● **Texte choisi**:
:::::

1 – 30 Janvier. Voyez le Précis du Siècle de Louis XV, chap. XXXIX. (G.A.)

 

 

 

 

 

DE D’ALEMBERT.

 

A Paris, ce 5 d’avril 1768.

 

 

          Mon cher et ancien ami, j’ai une grâce à vous demander, que je souhaite fort que vous ne me refusiez pas, mais sur laquelle pourtant je serais fâché de vous contraindre. Il y a ici un jeune Espagnol (1) de grande naissance et de plus grand mérite, fils de l’ambassadeur d’Espagne à la cour de France, et gendre du comte d’Aranda, qui a chassé les jésuites d’Espagne. Vous voyez déjà que ce jeune seigneur est bien apparenté, mais c’est là son moindre mérite ; j’ai peu vu d’étrangers de son âge qui aient l’esprit plus juste, plus net, plus cultivé, et plus éclairé : soyez sûr que, tout jeune, tout grand seigneur, et tout Espagnol qu’il est, je n’exagère nullement. Il est près de retourner en Espagne, et il est tout simple que, pensant comme il fait, il désire de vous voir et de causer avec vous. Il sait que vous êtes seul à Ferney, et que vous voulez y être seul ; aussi ne veut-il point vous incommoder. Il se propose de demeurer à Genève quelques jours, et d’aller de là converser avec vous aux heures qui vous gêneront le moins. Ce qu’il vous dira de l’Espagne vous fera certainement plaisir ; il est destiné à en occuper un jour de grandes places, et il peut y faire un grand bien. Je dois ajouter qu’il aura avec lui un autre jeune seigneur espagnol, nommé le duc de Villa-Hermosa, que je ne connais point, mais qui doit avoir du mérite, puisqu’il est ami de M. le marquis de Mora : c’est le nom de celui qui désire de vous voir. Il vous verra avec son ami, si cela ne vous gêne pas trop ; sinon M. le marquis de Mora vous ira voir tout seul. Je puis vous répondre que quand vous l’aurez vu, vous me remercierez de vous l’avoir fait connaître. Faites-moi, je vous prie, un mot de réponse ostensible, soit pour accepter ce que je vous propose, soit pour le refuser honnêtement : ce qui m’affligerait, je vous l’avoue, sans cependant que je vous en susse mauvais gré, ni M. de Mora non plus. Il compte partir le 20 de ce mois ; ainsi je vous prie de m’écrire un mot avant ce temps-là. Oh ! qu’un jeune étranger comme celui-là fait de honte à nos freluquets welches ! Adieu, mon cher maître ; portez-vous bien, et aimez-moi toujours.

:::::

● **Énoncé A**:
Relevez tous les noms de lieux mentionnés dans le texte choisi, à partir de la ligne « A Paris, ce 5 d'avril 1768. », chacun une seule fois.

:::::

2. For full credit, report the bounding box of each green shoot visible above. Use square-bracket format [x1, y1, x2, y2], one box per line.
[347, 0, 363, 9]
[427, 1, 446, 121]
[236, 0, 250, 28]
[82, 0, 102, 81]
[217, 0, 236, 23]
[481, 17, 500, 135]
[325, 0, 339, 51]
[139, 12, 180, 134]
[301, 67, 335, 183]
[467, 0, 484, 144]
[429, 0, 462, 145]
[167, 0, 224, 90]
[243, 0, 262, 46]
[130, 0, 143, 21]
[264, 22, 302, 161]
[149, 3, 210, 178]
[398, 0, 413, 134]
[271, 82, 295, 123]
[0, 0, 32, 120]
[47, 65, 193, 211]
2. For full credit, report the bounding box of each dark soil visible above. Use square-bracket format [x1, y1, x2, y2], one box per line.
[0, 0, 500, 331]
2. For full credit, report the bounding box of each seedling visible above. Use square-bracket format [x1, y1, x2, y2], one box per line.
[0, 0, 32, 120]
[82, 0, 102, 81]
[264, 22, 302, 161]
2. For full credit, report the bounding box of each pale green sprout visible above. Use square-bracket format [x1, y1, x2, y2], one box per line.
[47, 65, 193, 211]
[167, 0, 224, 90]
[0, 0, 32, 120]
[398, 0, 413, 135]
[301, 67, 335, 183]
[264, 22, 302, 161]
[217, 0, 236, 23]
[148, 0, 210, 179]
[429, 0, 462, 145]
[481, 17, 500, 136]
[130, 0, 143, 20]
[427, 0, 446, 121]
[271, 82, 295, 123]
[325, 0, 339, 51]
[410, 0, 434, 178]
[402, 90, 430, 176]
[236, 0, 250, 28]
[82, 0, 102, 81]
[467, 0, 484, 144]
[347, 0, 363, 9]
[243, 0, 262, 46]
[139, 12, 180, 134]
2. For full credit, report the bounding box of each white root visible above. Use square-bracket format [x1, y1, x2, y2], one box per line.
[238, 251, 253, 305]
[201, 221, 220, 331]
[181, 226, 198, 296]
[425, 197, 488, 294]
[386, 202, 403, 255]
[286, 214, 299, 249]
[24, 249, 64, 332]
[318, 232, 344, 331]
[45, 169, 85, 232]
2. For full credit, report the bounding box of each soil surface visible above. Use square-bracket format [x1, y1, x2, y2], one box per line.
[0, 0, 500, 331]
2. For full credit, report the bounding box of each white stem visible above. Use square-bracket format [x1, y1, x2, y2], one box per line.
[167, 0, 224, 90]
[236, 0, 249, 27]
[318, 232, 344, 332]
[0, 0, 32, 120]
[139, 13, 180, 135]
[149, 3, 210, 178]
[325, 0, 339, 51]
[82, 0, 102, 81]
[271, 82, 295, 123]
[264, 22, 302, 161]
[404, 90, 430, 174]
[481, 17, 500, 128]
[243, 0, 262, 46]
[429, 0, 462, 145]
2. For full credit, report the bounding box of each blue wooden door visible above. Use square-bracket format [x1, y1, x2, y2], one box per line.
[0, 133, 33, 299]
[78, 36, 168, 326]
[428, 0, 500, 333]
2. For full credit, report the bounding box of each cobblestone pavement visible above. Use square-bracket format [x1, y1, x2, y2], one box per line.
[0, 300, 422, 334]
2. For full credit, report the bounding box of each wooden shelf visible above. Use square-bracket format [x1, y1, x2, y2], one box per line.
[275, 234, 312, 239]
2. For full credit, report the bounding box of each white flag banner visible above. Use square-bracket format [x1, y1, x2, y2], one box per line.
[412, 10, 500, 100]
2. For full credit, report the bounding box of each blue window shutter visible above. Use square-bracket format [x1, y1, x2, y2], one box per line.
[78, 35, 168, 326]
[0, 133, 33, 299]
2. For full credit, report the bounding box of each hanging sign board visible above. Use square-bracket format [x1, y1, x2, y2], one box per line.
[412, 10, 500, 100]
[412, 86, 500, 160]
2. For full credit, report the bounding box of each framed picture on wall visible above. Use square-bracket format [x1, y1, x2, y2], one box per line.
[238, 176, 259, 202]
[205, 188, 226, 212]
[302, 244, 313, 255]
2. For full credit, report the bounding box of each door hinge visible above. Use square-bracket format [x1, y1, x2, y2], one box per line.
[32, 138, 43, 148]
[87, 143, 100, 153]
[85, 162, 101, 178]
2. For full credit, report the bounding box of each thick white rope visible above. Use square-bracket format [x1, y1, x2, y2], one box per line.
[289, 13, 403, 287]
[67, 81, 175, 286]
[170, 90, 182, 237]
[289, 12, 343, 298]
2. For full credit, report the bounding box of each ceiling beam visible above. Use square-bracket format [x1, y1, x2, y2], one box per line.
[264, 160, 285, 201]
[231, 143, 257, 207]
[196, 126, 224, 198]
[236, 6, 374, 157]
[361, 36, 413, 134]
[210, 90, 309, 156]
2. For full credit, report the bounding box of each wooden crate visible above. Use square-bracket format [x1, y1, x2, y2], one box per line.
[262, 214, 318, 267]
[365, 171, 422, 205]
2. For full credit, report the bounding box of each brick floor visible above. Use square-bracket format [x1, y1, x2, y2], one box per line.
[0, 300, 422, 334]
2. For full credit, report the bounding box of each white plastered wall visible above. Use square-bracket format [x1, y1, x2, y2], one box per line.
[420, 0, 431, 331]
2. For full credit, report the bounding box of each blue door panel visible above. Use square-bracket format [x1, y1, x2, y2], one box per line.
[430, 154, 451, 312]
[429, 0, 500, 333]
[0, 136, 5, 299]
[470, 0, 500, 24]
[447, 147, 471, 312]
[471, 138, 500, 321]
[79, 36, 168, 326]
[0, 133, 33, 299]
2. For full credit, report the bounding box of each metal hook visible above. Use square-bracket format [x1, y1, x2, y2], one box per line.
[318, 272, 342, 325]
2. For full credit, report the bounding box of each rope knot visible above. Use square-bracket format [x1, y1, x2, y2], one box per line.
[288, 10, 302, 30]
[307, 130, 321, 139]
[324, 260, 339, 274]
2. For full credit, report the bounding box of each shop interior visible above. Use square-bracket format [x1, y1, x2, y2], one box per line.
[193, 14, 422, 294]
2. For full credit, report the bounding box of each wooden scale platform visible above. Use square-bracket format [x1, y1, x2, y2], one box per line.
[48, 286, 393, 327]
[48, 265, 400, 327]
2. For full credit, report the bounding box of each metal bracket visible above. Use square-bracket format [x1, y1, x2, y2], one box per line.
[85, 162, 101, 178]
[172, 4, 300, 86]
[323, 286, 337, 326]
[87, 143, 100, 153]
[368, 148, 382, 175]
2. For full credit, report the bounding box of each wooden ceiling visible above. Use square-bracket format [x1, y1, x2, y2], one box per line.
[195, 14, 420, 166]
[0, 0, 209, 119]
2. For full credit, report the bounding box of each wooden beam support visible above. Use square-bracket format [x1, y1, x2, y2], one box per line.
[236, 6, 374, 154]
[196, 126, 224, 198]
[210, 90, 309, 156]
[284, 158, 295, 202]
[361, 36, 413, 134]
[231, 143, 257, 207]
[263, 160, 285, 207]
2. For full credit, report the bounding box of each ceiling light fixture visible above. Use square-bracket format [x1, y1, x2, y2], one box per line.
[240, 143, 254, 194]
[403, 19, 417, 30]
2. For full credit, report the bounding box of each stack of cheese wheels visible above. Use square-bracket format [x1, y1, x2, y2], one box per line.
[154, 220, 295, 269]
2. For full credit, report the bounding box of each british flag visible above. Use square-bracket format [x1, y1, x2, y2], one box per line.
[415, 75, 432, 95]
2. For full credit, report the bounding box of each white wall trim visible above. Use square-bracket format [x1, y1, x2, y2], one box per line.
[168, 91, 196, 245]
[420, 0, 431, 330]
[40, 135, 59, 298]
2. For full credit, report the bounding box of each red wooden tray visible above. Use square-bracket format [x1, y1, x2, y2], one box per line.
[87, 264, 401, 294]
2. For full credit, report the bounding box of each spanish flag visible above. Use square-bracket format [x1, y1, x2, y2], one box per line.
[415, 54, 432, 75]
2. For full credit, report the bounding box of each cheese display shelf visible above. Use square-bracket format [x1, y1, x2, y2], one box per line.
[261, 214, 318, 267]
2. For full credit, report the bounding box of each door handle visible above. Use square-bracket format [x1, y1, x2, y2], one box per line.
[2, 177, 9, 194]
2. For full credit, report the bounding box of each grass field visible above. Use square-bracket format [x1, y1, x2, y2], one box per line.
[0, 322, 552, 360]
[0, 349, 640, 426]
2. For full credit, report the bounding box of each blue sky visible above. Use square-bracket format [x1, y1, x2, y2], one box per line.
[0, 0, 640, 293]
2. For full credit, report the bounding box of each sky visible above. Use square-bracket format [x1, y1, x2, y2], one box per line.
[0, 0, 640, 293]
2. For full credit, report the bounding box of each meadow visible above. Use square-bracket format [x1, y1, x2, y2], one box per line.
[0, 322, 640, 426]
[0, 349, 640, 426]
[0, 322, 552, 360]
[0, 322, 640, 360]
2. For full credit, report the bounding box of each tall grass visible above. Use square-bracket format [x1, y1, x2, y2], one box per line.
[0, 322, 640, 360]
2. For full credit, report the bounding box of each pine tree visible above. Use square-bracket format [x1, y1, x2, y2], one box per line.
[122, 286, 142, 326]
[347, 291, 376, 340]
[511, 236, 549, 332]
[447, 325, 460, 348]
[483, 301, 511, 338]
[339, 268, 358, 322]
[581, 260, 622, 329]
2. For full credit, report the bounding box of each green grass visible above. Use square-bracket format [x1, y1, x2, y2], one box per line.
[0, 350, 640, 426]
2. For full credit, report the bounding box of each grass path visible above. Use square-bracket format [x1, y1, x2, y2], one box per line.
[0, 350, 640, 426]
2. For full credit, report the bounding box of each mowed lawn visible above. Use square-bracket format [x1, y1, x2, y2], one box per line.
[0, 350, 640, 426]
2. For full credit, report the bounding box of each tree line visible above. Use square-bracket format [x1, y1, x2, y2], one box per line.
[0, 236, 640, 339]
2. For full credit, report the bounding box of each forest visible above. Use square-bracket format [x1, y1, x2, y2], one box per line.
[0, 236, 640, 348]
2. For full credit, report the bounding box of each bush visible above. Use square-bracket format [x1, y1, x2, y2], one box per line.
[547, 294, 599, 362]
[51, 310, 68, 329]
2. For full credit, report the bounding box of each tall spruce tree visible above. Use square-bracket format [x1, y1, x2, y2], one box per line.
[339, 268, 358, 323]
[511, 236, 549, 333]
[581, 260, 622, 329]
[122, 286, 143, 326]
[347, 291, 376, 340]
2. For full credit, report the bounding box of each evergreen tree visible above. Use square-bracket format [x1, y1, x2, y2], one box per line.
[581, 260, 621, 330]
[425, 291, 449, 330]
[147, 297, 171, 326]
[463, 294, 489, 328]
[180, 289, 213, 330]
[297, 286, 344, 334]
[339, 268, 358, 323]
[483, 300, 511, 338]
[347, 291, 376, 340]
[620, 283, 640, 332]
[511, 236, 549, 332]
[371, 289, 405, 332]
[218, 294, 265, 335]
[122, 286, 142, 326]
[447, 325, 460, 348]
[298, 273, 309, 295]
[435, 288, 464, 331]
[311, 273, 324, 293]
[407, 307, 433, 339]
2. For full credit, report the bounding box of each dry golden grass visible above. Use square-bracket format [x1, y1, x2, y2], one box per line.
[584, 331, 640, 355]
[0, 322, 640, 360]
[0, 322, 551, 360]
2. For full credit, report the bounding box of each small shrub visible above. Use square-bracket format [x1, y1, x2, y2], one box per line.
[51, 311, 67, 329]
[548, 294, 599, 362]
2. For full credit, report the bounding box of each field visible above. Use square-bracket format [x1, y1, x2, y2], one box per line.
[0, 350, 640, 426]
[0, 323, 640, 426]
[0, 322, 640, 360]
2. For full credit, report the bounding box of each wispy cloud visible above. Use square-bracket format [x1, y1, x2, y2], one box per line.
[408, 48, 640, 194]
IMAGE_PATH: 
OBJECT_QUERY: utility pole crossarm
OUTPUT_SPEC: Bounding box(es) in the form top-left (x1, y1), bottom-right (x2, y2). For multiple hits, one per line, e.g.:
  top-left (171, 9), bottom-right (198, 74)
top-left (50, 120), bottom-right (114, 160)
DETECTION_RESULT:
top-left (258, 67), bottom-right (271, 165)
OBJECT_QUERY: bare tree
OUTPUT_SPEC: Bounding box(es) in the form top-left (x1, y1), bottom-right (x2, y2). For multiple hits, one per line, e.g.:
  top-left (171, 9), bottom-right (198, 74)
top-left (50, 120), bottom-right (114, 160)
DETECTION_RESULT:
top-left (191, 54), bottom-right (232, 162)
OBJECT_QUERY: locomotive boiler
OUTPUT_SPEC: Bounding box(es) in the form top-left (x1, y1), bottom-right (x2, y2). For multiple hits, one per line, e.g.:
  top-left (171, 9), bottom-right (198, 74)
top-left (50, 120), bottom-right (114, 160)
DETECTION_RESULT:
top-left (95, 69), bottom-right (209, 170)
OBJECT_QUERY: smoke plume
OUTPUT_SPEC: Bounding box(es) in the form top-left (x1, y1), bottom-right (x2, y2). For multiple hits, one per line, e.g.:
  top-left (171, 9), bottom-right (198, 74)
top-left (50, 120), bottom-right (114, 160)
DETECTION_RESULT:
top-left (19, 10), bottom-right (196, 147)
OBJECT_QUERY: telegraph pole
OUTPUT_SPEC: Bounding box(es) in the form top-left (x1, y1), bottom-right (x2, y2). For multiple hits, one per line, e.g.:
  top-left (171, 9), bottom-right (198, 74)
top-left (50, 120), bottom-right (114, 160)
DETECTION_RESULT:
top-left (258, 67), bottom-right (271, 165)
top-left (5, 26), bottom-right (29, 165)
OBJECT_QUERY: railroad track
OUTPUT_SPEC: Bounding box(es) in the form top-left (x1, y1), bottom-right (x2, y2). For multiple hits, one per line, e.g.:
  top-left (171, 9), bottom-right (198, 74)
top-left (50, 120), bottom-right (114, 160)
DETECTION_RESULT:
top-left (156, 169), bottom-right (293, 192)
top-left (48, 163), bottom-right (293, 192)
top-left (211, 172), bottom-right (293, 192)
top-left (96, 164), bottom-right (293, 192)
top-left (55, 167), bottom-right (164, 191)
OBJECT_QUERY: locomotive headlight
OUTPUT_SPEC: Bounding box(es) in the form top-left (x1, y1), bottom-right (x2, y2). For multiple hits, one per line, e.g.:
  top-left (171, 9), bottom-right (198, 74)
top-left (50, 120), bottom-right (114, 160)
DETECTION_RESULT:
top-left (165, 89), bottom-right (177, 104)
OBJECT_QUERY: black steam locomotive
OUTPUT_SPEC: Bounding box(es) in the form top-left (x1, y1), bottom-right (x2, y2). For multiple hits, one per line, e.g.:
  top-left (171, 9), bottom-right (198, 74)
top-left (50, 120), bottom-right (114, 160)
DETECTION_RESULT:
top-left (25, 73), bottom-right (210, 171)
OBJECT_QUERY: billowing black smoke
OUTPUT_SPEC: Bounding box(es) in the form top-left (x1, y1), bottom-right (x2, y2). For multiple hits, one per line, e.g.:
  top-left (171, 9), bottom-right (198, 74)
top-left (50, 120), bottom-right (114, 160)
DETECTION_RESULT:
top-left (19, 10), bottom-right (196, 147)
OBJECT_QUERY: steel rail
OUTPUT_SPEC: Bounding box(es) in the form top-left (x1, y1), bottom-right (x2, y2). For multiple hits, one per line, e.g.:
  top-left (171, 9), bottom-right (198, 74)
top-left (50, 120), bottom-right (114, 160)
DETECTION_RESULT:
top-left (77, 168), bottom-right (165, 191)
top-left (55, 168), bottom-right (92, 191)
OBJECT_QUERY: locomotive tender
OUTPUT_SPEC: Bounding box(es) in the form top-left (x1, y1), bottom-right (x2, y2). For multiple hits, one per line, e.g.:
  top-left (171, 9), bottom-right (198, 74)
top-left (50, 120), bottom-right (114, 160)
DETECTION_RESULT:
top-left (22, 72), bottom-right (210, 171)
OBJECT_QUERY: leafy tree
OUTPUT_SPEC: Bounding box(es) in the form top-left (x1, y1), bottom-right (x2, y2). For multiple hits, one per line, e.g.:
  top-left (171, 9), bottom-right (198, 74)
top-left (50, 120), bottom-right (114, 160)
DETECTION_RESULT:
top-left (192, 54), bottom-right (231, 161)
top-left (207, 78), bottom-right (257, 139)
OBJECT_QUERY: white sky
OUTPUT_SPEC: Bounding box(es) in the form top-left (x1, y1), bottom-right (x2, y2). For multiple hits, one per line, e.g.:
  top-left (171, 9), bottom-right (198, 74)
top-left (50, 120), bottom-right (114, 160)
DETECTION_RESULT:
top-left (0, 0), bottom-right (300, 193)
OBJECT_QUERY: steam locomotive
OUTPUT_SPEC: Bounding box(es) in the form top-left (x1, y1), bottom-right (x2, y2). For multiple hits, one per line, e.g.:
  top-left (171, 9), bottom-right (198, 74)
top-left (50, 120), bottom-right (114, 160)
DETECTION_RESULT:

:::::

● **Énoncé B**:
Reproduisez, parmi les entrées, les lignes allant de celle qui contient « each blue wooden » jusqu'à celle qui contient « [428, 0, 500, 333] », ces deux lignes incluses.

● **Corrigé A**:
Paris, Espagne, France, Ferney, Genève

● **Corrigé B**:
2. For full credit, report the bounding box of each blue wooden door visible above. Use square-bracket format [x1, y1, x2, y2], one box per line.
[0, 133, 33, 299]
[78, 36, 168, 326]
[428, 0, 500, 333]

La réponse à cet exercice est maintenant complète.